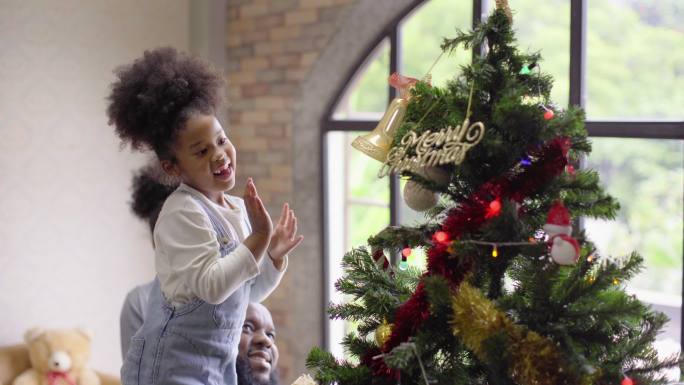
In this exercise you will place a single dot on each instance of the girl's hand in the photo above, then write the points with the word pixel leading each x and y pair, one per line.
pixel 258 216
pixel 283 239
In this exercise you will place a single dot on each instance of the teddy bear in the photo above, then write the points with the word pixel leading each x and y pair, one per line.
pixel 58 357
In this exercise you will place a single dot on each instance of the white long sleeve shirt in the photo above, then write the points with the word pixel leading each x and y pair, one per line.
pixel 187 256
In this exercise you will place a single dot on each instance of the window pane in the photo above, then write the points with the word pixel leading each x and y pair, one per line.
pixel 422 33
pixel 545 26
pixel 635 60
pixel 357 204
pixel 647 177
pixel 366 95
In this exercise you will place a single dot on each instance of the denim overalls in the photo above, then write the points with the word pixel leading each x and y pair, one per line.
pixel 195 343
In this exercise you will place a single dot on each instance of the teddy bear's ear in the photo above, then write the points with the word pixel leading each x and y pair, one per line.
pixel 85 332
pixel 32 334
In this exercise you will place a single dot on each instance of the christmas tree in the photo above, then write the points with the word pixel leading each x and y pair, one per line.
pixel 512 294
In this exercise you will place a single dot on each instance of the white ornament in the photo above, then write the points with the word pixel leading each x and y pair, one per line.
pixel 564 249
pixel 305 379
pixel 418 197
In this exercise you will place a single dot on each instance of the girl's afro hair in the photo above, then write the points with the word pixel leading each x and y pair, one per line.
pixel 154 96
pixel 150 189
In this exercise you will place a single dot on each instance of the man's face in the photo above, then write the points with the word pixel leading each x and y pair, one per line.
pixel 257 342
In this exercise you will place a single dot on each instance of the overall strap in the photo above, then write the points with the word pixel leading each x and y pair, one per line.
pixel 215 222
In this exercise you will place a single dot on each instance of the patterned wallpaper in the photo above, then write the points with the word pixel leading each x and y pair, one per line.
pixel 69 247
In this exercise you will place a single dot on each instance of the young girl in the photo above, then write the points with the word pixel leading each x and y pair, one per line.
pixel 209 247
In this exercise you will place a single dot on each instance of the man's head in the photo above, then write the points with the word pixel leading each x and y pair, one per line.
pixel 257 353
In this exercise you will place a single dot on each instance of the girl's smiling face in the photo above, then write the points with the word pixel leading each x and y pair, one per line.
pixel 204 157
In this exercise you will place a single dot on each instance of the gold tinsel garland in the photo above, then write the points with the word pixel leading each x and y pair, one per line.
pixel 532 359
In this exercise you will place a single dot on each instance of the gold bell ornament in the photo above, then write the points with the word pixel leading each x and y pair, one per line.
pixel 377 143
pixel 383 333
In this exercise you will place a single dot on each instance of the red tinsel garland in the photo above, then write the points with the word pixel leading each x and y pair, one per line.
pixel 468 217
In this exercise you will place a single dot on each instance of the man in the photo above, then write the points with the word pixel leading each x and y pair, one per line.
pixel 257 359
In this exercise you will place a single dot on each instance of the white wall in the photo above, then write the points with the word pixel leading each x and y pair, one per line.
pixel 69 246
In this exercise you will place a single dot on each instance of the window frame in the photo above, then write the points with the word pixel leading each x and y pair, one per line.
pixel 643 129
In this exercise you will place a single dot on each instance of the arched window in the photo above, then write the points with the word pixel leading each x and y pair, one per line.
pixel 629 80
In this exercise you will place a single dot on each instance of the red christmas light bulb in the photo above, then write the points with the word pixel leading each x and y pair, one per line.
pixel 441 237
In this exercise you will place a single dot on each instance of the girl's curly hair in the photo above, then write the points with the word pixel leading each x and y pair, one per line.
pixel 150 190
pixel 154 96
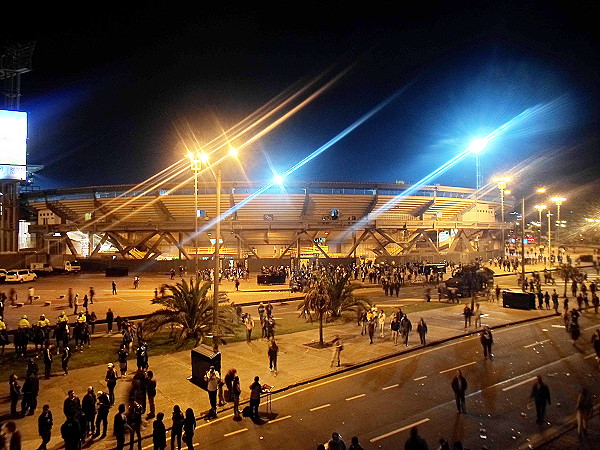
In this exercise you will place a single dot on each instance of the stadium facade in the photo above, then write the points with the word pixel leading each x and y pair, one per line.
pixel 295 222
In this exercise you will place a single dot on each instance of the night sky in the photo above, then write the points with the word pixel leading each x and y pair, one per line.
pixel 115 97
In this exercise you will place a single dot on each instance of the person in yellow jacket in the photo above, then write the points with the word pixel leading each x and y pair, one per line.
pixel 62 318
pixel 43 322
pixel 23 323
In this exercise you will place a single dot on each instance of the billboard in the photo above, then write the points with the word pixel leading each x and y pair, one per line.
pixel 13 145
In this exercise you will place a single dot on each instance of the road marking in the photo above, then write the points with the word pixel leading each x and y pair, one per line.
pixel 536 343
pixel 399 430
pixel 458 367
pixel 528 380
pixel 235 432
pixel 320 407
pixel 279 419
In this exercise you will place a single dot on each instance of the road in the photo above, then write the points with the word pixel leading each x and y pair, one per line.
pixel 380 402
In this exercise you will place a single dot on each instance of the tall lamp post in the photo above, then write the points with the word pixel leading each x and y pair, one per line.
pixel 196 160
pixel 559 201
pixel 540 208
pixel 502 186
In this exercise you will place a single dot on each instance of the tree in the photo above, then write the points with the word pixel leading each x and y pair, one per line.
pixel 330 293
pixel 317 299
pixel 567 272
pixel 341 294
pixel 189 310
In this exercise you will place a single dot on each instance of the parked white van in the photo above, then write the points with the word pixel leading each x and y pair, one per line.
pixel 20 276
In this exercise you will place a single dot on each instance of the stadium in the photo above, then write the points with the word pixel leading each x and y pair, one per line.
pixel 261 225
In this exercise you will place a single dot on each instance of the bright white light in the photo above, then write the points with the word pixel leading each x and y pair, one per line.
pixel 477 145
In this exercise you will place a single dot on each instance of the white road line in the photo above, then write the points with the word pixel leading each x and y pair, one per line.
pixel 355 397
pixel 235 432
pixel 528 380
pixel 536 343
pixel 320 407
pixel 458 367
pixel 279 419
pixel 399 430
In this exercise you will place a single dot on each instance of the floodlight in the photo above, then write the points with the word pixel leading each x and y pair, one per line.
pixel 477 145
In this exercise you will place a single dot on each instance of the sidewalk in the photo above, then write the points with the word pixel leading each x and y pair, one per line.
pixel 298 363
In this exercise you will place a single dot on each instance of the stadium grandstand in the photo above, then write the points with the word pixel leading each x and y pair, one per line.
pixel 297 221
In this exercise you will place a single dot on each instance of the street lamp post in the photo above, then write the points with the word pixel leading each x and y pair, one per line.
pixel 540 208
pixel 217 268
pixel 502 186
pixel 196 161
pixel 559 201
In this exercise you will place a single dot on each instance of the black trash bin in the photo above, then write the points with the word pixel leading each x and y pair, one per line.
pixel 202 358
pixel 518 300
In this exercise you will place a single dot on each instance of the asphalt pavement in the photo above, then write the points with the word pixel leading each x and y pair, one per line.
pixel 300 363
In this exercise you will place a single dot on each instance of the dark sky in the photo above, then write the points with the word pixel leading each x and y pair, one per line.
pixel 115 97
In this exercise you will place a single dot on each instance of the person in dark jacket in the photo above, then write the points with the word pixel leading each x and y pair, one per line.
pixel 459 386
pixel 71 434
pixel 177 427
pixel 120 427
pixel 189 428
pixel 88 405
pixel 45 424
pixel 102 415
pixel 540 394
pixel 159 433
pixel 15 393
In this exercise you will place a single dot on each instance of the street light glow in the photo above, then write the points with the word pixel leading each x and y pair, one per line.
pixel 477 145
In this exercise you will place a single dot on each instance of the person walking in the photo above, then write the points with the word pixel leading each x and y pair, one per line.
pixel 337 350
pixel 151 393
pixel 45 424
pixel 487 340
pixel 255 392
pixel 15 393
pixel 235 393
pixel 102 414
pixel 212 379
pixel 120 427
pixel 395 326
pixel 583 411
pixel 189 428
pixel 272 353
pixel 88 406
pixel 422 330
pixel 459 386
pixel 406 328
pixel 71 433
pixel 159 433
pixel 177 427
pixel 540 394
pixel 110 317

§

### What the exercise asks
Put everything in the entries above, from the line containing "the girl's afro" down to the line containing "pixel 257 342", into a JSON list of strings with one string per line, leaving out blank lines and including both end lines.

### Exercise solution
[
  "In this exercise you will place a single dot on each instance of the girl's afro hair in the photo above, then write the points with the word pixel leading each x and y pair, one per line.",
  "pixel 154 96",
  "pixel 150 189",
  "In this exercise you will place a single dot on each instance of the man's face in the photo above, then write the points with the word pixel leading each x and y pair, one per line.",
  "pixel 257 342"
]